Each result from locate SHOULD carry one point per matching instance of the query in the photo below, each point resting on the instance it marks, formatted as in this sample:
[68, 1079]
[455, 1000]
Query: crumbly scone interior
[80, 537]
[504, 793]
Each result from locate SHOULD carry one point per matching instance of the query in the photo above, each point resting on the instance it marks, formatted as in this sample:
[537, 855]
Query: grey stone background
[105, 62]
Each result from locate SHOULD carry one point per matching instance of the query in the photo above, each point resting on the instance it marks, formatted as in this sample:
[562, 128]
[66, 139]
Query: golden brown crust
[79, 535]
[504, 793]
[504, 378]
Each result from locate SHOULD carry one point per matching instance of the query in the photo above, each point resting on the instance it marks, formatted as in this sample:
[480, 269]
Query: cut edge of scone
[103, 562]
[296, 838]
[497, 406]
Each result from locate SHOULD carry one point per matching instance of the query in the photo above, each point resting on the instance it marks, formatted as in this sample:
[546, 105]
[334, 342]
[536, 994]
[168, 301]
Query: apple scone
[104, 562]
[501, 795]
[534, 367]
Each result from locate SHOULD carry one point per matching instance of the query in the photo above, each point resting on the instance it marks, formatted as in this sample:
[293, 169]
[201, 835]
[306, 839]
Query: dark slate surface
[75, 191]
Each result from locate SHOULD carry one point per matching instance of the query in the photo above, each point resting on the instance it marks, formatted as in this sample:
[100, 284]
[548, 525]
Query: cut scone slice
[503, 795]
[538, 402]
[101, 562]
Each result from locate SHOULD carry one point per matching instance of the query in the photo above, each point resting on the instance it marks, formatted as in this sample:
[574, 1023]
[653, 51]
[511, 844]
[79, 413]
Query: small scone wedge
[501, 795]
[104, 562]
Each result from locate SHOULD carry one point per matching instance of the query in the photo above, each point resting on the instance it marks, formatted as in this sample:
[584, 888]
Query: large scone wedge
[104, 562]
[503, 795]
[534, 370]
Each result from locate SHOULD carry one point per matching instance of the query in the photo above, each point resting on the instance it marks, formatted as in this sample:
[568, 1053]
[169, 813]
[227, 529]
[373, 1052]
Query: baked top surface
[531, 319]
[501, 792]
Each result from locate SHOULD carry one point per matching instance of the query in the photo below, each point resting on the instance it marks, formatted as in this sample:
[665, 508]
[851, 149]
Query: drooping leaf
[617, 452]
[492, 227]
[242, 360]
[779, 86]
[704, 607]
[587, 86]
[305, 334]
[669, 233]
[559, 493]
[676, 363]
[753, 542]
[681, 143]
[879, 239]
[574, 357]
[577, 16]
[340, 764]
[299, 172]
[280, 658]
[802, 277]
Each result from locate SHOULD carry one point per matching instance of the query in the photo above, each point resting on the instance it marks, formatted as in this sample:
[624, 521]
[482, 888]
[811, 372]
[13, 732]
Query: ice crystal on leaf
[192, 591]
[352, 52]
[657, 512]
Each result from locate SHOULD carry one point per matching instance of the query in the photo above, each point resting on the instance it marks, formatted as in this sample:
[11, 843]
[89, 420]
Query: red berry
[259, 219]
■ ■ ■
**REQUIRED WORK**
Nothing may be left out: return each entry exactly as it reads.

**TASK OUTPUT**
Each result from locate SHOULD carry one point per matching instance of the query in the photo below, each point resting on the instance it marks, formatted as in this sample:
[68, 1079]
[455, 1000]
Query: crumbly scone interior
[80, 537]
[504, 793]
Each result from locate SHOULD carry one point per matching instance of the query in the photo above, each point resting on the instance it marks, formatted as in this sample:
[537, 855]
Query: grey stone background
[105, 62]
Each result from locate SHOULD carry one point per matching instance of the query in the photo above, each point resting on the instance it marks, formatted as in this sample:
[562, 128]
[66, 139]
Query: golden brown crust
[79, 535]
[504, 793]
[504, 378]
Each result from locate SHOULD carry one point per matching instance of the query in the photo above, each point resting on the instance it marks, formatted as in this sample:
[480, 269]
Query: cut edge of scone
[103, 562]
[296, 838]
[497, 406]
Each result from locate SHOULD carry one point per matching instance of the query in the photo above, each point resting on the instance it marks, formatted as in this sample:
[546, 105]
[334, 342]
[536, 994]
[168, 301]
Query: apple scone
[104, 562]
[501, 795]
[534, 367]
Each result from locate SHOULD carry one point per matching instance of the query in the photo above, each point resting on the instance it marks, formatted as in this sample:
[293, 169]
[201, 835]
[306, 839]
Query: dark slate surface
[75, 191]
Each result from locate SHOULD carry one point per matching instance of the query in the photo above, each point resting on the instance it marks, formatted as in this sample:
[100, 284]
[548, 525]
Query: cut scone slice
[503, 795]
[538, 402]
[101, 562]
Each result from locate SHOULD carry one point per matching instance of the query in the photo above, each point resting on the instance it marks, formatted as in this sample:
[574, 1023]
[653, 51]
[511, 844]
[79, 413]
Query: small scone wedge
[501, 795]
[104, 562]
Each result from locate SHOULD carry one point per matching instance of the query in the photo above, each point resting on the instance it marks, formatted as in this sample:
[584, 888]
Query: large scone wedge
[104, 562]
[503, 795]
[534, 370]
Each result from locate SHOULD carry one point per matching instance of the query in the photo above, each point resting on the instance it marks, formatted as in this sample:
[568, 1053]
[169, 813]
[227, 529]
[373, 1052]
Query: baked top surface
[531, 319]
[501, 792]
Each result from locate SHOULD carry one point per matching instance of the query in the photo below, each point resting on the instance it marks, formatted as in this sample:
[665, 508]
[851, 149]
Query: drooping leaf
[617, 452]
[492, 227]
[242, 360]
[779, 86]
[704, 607]
[587, 86]
[305, 334]
[669, 233]
[559, 493]
[676, 363]
[753, 542]
[681, 143]
[879, 239]
[574, 357]
[577, 16]
[340, 764]
[299, 172]
[280, 658]
[802, 277]
Each result from locate SHOULD carry one point per matching instance of the query in the photo above, each point resting on the instance it marks, formatted as in this sample:
[624, 521]
[482, 888]
[811, 372]
[13, 732]
Query: ice crystal on leaf
[192, 591]
[352, 52]
[657, 512]
Each result from locate SHOULD carry one point per matching instance of the query in the photo above, each point resting on the instance it marks, formatted as in this sample:
[11, 843]
[89, 420]
Query: red berry
[259, 219]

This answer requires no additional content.